* **Problem description**
Scan the material and copy out each line where the word "student" occurs.

━━ Data under study ━━

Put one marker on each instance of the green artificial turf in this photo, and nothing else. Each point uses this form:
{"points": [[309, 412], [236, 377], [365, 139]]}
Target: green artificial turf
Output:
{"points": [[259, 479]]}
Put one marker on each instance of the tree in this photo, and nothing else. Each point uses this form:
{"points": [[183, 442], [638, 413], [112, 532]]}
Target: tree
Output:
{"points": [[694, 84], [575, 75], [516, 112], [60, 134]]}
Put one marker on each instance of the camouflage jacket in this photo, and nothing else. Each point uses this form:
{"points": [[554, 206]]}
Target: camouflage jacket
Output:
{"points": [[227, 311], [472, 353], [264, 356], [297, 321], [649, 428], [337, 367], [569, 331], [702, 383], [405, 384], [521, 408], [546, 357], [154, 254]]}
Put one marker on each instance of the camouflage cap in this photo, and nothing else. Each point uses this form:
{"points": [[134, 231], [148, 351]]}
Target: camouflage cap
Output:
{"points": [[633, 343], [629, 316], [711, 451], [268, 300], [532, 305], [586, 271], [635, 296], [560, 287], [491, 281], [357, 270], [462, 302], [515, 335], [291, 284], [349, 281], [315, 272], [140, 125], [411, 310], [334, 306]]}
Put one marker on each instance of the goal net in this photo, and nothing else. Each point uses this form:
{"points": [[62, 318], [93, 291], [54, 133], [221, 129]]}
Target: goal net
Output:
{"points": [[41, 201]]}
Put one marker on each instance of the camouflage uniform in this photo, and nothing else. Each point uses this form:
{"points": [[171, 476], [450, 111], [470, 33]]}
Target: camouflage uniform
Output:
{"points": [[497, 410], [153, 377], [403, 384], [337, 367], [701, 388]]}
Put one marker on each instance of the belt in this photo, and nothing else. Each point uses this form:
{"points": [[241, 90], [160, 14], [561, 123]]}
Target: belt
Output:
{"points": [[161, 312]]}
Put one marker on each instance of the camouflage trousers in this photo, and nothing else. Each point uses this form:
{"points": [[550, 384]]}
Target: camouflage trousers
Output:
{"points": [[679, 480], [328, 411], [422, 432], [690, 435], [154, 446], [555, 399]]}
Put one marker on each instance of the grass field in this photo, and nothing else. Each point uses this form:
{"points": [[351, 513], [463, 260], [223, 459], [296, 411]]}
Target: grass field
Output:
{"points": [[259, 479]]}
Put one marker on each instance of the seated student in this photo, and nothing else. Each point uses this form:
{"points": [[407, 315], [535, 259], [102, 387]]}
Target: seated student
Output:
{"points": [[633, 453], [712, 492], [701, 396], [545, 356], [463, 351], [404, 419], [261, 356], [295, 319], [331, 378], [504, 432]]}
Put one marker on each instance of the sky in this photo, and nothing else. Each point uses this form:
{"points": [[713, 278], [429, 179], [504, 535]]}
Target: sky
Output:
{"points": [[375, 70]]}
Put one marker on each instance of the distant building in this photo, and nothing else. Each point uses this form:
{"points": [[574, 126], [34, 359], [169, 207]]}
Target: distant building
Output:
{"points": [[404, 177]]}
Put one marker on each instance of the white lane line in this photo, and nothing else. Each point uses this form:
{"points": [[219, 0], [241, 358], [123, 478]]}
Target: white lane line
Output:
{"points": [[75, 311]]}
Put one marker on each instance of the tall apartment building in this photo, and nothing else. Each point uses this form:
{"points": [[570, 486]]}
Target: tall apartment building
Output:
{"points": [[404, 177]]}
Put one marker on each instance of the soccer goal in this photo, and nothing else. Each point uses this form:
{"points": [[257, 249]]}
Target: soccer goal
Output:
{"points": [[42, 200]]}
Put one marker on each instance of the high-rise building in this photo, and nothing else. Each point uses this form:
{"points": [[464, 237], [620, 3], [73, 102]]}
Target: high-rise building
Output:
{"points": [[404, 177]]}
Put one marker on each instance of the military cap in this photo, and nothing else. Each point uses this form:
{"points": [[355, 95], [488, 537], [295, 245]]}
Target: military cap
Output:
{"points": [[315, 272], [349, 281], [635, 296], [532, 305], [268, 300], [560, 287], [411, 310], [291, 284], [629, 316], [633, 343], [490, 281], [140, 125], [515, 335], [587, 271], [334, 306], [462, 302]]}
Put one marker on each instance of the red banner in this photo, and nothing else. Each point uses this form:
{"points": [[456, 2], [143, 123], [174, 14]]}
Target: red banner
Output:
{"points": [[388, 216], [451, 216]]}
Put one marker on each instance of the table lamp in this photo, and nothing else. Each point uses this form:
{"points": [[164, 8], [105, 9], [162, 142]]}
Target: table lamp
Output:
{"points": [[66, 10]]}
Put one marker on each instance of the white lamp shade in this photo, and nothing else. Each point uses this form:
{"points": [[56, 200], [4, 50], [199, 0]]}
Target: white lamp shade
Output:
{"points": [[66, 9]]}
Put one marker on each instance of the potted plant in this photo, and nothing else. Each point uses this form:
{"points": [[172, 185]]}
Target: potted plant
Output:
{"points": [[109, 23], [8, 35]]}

━━━

* **Response area**
Put one marker on each instance of the seated student in this photo, and nothing else. Each point uses this form:
Target: seated student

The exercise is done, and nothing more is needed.